[SET TASK]: Reproduce the material below, substituting "single-line" for every occurrence of "one-line" and leaving all other text unchanged.

[INPUT FOR THIS TASK]:
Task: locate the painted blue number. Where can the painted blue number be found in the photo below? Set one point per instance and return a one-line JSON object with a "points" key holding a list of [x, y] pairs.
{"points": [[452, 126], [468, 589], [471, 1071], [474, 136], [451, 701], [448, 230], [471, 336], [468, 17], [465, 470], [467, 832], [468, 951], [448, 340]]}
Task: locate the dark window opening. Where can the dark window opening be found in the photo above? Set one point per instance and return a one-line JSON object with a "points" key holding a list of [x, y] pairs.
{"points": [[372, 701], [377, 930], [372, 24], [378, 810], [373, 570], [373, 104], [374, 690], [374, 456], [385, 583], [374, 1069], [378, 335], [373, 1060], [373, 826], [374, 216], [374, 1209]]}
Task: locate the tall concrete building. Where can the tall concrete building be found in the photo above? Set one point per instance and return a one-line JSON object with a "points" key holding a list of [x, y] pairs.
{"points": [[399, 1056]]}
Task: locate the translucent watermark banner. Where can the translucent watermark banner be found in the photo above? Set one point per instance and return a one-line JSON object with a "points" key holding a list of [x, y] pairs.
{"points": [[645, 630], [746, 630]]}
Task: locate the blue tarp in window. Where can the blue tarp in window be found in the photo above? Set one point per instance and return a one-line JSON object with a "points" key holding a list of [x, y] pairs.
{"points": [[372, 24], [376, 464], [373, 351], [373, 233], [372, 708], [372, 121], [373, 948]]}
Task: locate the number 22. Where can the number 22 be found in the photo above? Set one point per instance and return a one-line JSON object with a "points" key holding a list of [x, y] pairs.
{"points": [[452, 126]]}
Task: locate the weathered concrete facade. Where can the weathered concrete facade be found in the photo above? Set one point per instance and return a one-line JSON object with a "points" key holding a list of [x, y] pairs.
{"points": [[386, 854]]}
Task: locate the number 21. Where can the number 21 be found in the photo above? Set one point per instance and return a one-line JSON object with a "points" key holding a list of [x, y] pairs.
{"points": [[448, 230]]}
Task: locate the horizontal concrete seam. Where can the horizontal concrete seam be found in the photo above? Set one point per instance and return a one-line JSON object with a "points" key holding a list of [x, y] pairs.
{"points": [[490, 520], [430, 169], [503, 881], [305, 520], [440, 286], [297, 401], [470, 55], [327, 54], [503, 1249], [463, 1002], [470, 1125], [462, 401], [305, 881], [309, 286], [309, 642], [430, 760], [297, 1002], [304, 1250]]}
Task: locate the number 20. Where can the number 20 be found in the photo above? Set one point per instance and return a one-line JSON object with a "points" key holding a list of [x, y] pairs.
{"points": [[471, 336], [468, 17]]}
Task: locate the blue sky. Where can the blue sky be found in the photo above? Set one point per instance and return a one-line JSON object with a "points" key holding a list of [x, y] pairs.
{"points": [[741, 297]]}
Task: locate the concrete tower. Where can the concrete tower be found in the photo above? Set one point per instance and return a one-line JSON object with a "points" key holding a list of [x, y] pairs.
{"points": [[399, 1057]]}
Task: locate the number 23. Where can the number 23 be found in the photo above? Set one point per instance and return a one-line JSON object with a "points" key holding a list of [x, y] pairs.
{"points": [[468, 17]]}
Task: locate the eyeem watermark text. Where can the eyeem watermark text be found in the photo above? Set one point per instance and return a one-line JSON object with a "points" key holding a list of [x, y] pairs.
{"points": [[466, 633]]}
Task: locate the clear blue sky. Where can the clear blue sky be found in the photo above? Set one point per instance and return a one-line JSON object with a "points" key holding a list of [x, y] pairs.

[WRITTEN RESPONSE]:
Task: locate the painted blue number. Where can the painted blue number be found in the photo below? Set one point per instance and return a single-line JSON object with a "points" key holding a list of [x, y] pairs.
{"points": [[452, 126], [468, 589], [471, 1071], [474, 136], [451, 701], [448, 230], [471, 336], [468, 17], [465, 470], [467, 832], [468, 951], [448, 340]]}
Task: locate the dark window opening. Where can the dark window opening be found in the photo above? Set one point per instance and return a single-line JSON object with a "points" key holding a list of [x, y] pairs.
{"points": [[372, 701], [377, 930], [372, 24], [378, 810], [373, 570], [373, 104], [374, 690], [374, 456], [385, 583], [374, 1069], [378, 335], [373, 1060], [373, 826], [374, 216], [374, 1209]]}
Task: locate the tall concrete building. Where can the tall concrete building be found in the photo above? Set one point per instance and return a single-line JSON object with a "points" key holding a list of [x, y] pairs.
{"points": [[399, 1056]]}
Task: locate the translucent watermark banner. Where can the translucent watermark banner be found in the photo above? Set one point per instance and return a single-line JSON object with a "points" key holding a list of [x, y] pairs.
{"points": [[645, 630], [746, 630]]}
Task: locate the blue tarp in window. Where can the blue tarp in window be found in the photo above? Set one point per instance and return a single-line JSON object with a "points" key holding a list of [x, y] pairs.
{"points": [[372, 24], [376, 464], [373, 351], [373, 233], [372, 708], [372, 121], [373, 948]]}
Task: locate the number 22. Where can the number 22 be found in the photo above? Set one point per instance and return a single-line JSON object with a "points" key holding a list of [x, y] pairs.
{"points": [[452, 126]]}
Task: locate the weathered concrete facade. Where can the weathered concrete facade be found in the photo above? Set one point per instance and return a single-line JSON object with a "points" key holding a list of [x, y] pairs.
{"points": [[386, 854]]}
Task: locate the number 21. Where can the number 21 be found in the photo above? Set one point per instance and return a single-line JSON object with a "points" key holding a list of [x, y] pairs.
{"points": [[448, 230]]}
Task: locate the horizontal concrete seam. Where can the horizontal concrete seam be found in the photo above? Set one point per instance and return a single-line JSON object with a "points" key holding a list of [x, y] pairs.
{"points": [[490, 520], [430, 169], [503, 881], [305, 520], [440, 286], [297, 401], [470, 55], [327, 54], [503, 1249], [463, 1002], [470, 1125], [462, 401], [305, 881], [309, 286], [309, 642], [430, 760], [297, 1002], [304, 1250]]}
Task: locate the number 20. Where can the number 20 be found in the photo above? Set one point per instance and return a single-line JSON object with a "points" key holding a list of [x, y] pairs.
{"points": [[471, 336], [468, 17]]}
Task: locate the blue sky. Where can the blue sky be found in the photo above? Set one point per instance and return a single-line JSON object with a "points" key holding a list of [x, y] pairs.
{"points": [[741, 297]]}
Task: locate the concrete tower. Where can the concrete tower be found in the photo above? Set one point per instance and return a single-line JSON object with a "points" key holding a list of [x, y] pairs.
{"points": [[399, 1057]]}
Task: locate the number 23. Where can the number 23 be found in the photo above? Set one point per instance and return a single-line JSON object with a "points" key holding a list of [x, y] pairs.
{"points": [[468, 17]]}
Task: locate the eyeem watermark text. Where can the eyeem watermark text be found in the photo above? Set one point per instance and return a single-line JSON object with a "points" key holding a list of [x, y] pairs.
{"points": [[466, 633]]}
Task: locate the clear blue sky. Where can the clear blue sky be found in the photo above? Set one point per instance and return a single-line JSON object with a "points" key holding a list of [x, y] pairs.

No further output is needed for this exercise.